## EXERCISE INSTRUCTIONS
Transcribe the records below in full; pictures stay out of the copy.

=== RECORDS SUPPLIED ===

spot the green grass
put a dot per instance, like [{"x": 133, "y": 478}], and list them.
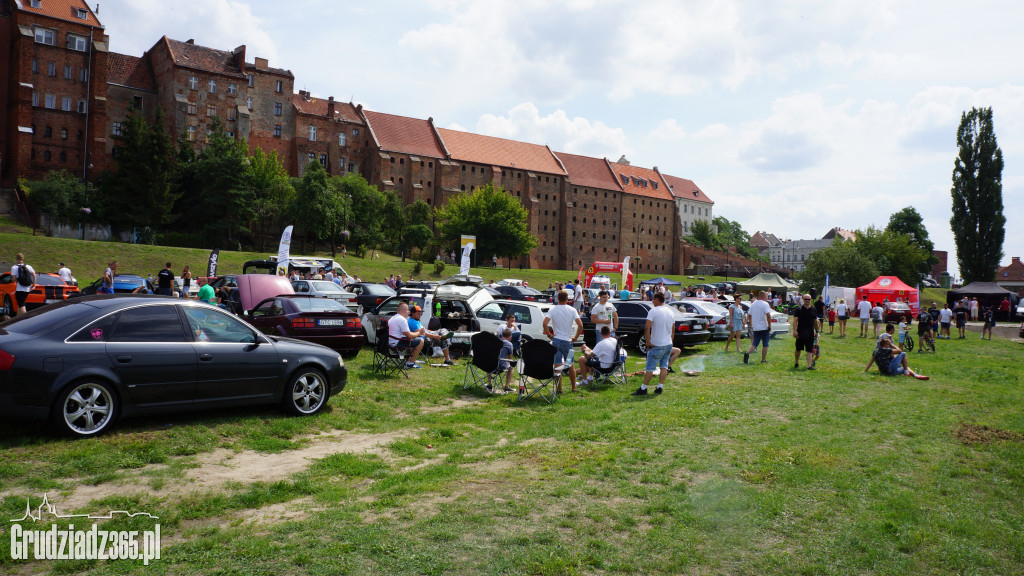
[{"x": 745, "y": 469}]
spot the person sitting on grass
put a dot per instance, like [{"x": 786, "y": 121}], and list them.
[{"x": 890, "y": 359}]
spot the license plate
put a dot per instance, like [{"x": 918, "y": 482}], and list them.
[{"x": 331, "y": 322}]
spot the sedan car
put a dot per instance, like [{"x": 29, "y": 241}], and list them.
[
  {"x": 688, "y": 330},
  {"x": 86, "y": 362},
  {"x": 49, "y": 288},
  {"x": 321, "y": 321}
]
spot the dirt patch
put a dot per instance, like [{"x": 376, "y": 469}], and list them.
[
  {"x": 979, "y": 434},
  {"x": 222, "y": 466}
]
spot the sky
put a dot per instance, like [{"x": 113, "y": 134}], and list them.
[{"x": 794, "y": 117}]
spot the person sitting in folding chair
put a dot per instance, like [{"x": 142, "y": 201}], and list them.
[
  {"x": 602, "y": 356},
  {"x": 400, "y": 337},
  {"x": 416, "y": 327}
]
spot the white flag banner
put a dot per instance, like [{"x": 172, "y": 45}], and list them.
[
  {"x": 466, "y": 250},
  {"x": 283, "y": 249}
]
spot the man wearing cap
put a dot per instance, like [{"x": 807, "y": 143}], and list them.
[{"x": 416, "y": 327}]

===

## SOLUTION TO THIS TASK
spot the green grass
put a dot per instance, like [{"x": 133, "y": 478}], and list them.
[{"x": 745, "y": 469}]
spot the person sitting on grass
put a dot per instance, like [{"x": 786, "y": 121}], and list them.
[{"x": 890, "y": 359}]
spot the license plate
put a dot per instance, like [{"x": 918, "y": 482}], and list them.
[{"x": 331, "y": 322}]
spot the sedan car
put a dot per instance, like [{"x": 29, "y": 241}], and list them.
[
  {"x": 688, "y": 330},
  {"x": 86, "y": 362},
  {"x": 49, "y": 288},
  {"x": 321, "y": 321}
]
spot the dirt patch
put a dot per instance, like [{"x": 376, "y": 469}], and list them.
[
  {"x": 979, "y": 434},
  {"x": 222, "y": 466}
]
spot the sky
put a dot per instance, like [{"x": 113, "y": 134}], and list them.
[{"x": 794, "y": 117}]
spot the person sitting in folding chair
put a dot per instance, like [{"x": 142, "y": 201}], and list them.
[
  {"x": 602, "y": 356},
  {"x": 400, "y": 337},
  {"x": 416, "y": 327}
]
spot the white flag banner
put a dot per instance, like [{"x": 172, "y": 45}], and list them.
[
  {"x": 466, "y": 250},
  {"x": 283, "y": 249}
]
spot the man wearing cap
put a dot per instance, like [{"x": 807, "y": 143}], and list them.
[{"x": 416, "y": 327}]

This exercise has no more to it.